SUPPLIED RECORDS:
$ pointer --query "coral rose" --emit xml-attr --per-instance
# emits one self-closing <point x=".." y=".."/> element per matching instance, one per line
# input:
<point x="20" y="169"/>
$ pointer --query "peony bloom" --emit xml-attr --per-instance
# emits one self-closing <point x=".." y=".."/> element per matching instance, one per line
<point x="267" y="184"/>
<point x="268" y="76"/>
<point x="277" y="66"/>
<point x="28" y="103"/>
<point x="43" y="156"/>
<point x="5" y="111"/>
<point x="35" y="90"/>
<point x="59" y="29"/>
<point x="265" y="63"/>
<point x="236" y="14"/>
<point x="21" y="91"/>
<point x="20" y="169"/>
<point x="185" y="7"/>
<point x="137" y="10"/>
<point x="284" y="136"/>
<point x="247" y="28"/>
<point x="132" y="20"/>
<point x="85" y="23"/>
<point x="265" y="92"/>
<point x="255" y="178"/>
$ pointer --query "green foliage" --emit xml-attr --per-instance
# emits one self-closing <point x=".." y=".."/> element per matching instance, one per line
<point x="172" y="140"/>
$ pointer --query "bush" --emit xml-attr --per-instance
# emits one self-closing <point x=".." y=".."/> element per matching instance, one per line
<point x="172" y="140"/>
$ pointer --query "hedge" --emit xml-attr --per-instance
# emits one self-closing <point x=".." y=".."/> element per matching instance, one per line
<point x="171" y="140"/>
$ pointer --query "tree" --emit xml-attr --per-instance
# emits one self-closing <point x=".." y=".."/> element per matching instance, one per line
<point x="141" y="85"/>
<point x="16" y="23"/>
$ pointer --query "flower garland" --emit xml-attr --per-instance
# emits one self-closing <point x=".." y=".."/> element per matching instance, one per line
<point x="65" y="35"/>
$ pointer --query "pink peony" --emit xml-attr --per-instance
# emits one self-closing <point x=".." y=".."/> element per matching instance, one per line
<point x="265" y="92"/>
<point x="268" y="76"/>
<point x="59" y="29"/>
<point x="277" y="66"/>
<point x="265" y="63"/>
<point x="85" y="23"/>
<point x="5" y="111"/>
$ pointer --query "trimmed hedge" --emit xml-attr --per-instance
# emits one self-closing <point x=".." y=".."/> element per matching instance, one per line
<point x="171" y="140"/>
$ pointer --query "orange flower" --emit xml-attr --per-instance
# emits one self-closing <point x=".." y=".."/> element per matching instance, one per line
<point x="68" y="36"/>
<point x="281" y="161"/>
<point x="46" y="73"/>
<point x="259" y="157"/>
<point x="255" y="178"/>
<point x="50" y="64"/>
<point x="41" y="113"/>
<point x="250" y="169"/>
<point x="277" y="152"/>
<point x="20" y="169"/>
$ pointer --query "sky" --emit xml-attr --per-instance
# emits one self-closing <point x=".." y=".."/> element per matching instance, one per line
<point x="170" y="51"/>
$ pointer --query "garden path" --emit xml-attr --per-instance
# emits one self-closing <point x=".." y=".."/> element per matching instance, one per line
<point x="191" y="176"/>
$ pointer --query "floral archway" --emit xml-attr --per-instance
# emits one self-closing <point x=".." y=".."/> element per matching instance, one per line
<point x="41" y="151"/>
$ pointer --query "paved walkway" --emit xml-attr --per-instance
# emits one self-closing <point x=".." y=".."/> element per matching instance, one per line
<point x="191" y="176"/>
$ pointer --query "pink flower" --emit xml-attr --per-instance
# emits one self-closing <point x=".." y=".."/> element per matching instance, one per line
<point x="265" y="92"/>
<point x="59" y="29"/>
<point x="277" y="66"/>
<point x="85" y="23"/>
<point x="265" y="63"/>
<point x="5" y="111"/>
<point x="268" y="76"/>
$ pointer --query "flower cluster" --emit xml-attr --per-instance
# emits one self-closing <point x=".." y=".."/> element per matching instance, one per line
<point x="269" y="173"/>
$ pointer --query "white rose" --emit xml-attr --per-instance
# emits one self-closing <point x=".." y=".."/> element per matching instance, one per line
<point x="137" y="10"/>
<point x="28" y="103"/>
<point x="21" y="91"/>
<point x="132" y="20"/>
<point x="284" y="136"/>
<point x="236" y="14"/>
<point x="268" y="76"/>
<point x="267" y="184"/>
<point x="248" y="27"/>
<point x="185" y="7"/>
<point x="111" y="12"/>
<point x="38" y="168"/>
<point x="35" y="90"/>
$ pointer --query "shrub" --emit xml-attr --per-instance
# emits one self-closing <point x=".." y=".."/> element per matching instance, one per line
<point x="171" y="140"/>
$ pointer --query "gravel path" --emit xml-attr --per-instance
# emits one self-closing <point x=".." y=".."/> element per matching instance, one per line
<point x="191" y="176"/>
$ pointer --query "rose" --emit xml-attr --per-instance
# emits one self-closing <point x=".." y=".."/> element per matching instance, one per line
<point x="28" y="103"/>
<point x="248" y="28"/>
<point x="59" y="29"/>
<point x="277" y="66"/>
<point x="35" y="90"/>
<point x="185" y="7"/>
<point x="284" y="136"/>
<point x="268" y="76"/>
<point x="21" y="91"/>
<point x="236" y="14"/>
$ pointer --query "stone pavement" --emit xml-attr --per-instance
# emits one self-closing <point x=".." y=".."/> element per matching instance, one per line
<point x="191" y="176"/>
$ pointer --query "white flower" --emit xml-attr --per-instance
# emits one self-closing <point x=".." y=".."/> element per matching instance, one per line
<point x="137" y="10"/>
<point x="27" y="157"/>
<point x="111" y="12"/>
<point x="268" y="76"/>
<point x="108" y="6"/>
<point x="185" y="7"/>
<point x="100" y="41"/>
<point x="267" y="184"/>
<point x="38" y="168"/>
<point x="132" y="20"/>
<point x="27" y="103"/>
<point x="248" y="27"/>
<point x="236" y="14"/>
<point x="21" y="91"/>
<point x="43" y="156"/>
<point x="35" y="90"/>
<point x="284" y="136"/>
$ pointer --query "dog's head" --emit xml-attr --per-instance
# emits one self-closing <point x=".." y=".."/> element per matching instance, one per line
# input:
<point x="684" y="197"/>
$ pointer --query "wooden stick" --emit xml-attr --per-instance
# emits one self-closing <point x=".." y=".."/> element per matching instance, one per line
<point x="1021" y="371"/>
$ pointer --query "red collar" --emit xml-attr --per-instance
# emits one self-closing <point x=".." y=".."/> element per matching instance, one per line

YOUR GOAL:
Return all of the material exactly as written, from the first line through the last.

ANSWER BOX:
$ pointer --query "coral rose" --emit xml-attr --per-instance
# emits one self-closing <point x=".." y=".."/> element per matching instance, one per line
# input:
<point x="20" y="169"/>
$ pointer --query "peony bloom" --emit xml-attr --per-instance
# emits one self-closing <point x=".." y=".."/> element per matching instance, one per line
<point x="267" y="184"/>
<point x="268" y="76"/>
<point x="277" y="66"/>
<point x="28" y="103"/>
<point x="43" y="156"/>
<point x="5" y="111"/>
<point x="35" y="90"/>
<point x="59" y="29"/>
<point x="265" y="63"/>
<point x="236" y="14"/>
<point x="21" y="91"/>
<point x="20" y="169"/>
<point x="185" y="7"/>
<point x="137" y="10"/>
<point x="284" y="136"/>
<point x="247" y="28"/>
<point x="132" y="20"/>
<point x="85" y="23"/>
<point x="265" y="92"/>
<point x="255" y="178"/>
$ pointer --query "green foliage" --emit xml-attr --per-instance
# emits one self-closing <point x=".." y=".."/> element per matching instance, one per line
<point x="172" y="140"/>
$ pointer --query "bush" --emit xml-attr --per-instance
# emits one self-closing <point x=".." y=".."/> element per matching instance, one per line
<point x="172" y="140"/>
$ pointer --query "hedge" --emit xml-attr --per-instance
# emits one self-closing <point x=".." y=".."/> element per matching instance, one per line
<point x="171" y="140"/>
$ pointer --query "tree" --emit xml-attr --per-instance
# emits one self-closing <point x=".." y=".."/> element per matching instance, one per line
<point x="141" y="85"/>
<point x="16" y="23"/>
$ pointer --query "flower garland" --emit xml-attr --per-instance
# emits one self-closing <point x=".." y=".."/> element per matching instance, one per line
<point x="65" y="35"/>
$ pointer --query "pink peony" --emit xml-attr --per-instance
# emits one self-closing <point x=".." y=".."/> element per matching instance, one per line
<point x="265" y="92"/>
<point x="268" y="76"/>
<point x="59" y="29"/>
<point x="277" y="66"/>
<point x="265" y="63"/>
<point x="85" y="23"/>
<point x="5" y="111"/>
$ pointer --query "trimmed hedge" --emit xml-attr --per-instance
# emits one self-closing <point x=".." y=".."/> element per matching instance, one per line
<point x="171" y="140"/>
$ pointer --query "orange flower" --emit xml-attr --per-instance
# emits one self-closing <point x=".." y=".."/> element per matching instance, one per line
<point x="68" y="36"/>
<point x="281" y="161"/>
<point x="46" y="73"/>
<point x="259" y="157"/>
<point x="255" y="178"/>
<point x="50" y="64"/>
<point x="41" y="113"/>
<point x="250" y="169"/>
<point x="277" y="152"/>
<point x="20" y="169"/>
$ pointer --query "sky" --emit xml-attr --per-instance
# emits one self-closing <point x=".." y=".."/> element per matching instance, one per line
<point x="170" y="51"/>
$ pointer --query "garden path" --emit xml-attr --per-instance
# emits one self-closing <point x=".." y=".."/> element per matching instance, one per line
<point x="191" y="176"/>
$ pointer --query "floral archway" --emit xml-attr --per-instance
# emits one self-closing <point x=".." y=".."/> element per matching instance, one per line
<point x="41" y="151"/>
$ pointer --query "paved walkway" --emit xml-attr --per-instance
# emits one self-closing <point x=".." y=".."/> element per matching instance, one per line
<point x="191" y="176"/>
$ pointer --query "pink flower" --emit xml-attr --per-instance
# emits one self-closing <point x=".." y=".."/> element per matching instance, one per line
<point x="265" y="92"/>
<point x="59" y="29"/>
<point x="277" y="66"/>
<point x="85" y="23"/>
<point x="265" y="63"/>
<point x="5" y="111"/>
<point x="268" y="76"/>
$ pointer --query "flower cluster" --emit xml-attr --per-instance
# emits one self-closing <point x=".." y=".."/> element per matching instance, one per line
<point x="269" y="173"/>
$ pointer --query "white rose" --emit xml-attr --per-instance
# emits one self-closing <point x=".." y=".."/> element per matching instance, one per line
<point x="137" y="10"/>
<point x="28" y="103"/>
<point x="21" y="91"/>
<point x="132" y="20"/>
<point x="284" y="136"/>
<point x="236" y="14"/>
<point x="268" y="76"/>
<point x="267" y="184"/>
<point x="248" y="27"/>
<point x="185" y="7"/>
<point x="111" y="12"/>
<point x="38" y="168"/>
<point x="35" y="90"/>
$ pointer --query "shrub" --emit xml-attr --per-instance
# emits one self-closing <point x=".." y=".."/> element per matching instance, one per line
<point x="171" y="140"/>
$ pointer --query "gravel path" --emit xml-attr --per-instance
# emits one self-closing <point x=".." y=".."/> element per matching instance, one per line
<point x="191" y="176"/>
$ pointer --query "rose" --emit xml-attr --per-instance
# emits one self-closing <point x=".." y=".."/> element per matching instance, one per line
<point x="28" y="103"/>
<point x="248" y="28"/>
<point x="59" y="29"/>
<point x="277" y="66"/>
<point x="35" y="90"/>
<point x="185" y="7"/>
<point x="284" y="136"/>
<point x="268" y="76"/>
<point x="21" y="91"/>
<point x="236" y="14"/>
$ pointer --query "stone pavement" --emit xml-attr --per-instance
# emits one self-closing <point x=".." y=".."/> element per matching instance, one per line
<point x="191" y="176"/>
$ pointer --query "white flower" --emit xml-attr --per-instance
# emits one self-closing <point x=".." y=".."/> element per matching instance, one per line
<point x="137" y="10"/>
<point x="27" y="157"/>
<point x="111" y="12"/>
<point x="268" y="76"/>
<point x="108" y="6"/>
<point x="185" y="7"/>
<point x="100" y="41"/>
<point x="267" y="184"/>
<point x="38" y="168"/>
<point x="132" y="20"/>
<point x="27" y="103"/>
<point x="248" y="27"/>
<point x="236" y="14"/>
<point x="21" y="91"/>
<point x="43" y="156"/>
<point x="35" y="90"/>
<point x="284" y="136"/>
$ pointer --query "dog's head" --emit xml-attr --per-instance
# emits one self-closing <point x=".." y=".."/> element per matching instance, one per line
# input:
<point x="684" y="197"/>
$ pointer --query "wooden stick" --emit xml-attr --per-instance
# emits one self-closing <point x=".." y=".."/> element per matching instance, one per line
<point x="1021" y="371"/>
$ pointer --query "red collar" --emit xml-attr --per-instance
# emits one self-closing <point x=".." y=".."/> element per matching instance, one per line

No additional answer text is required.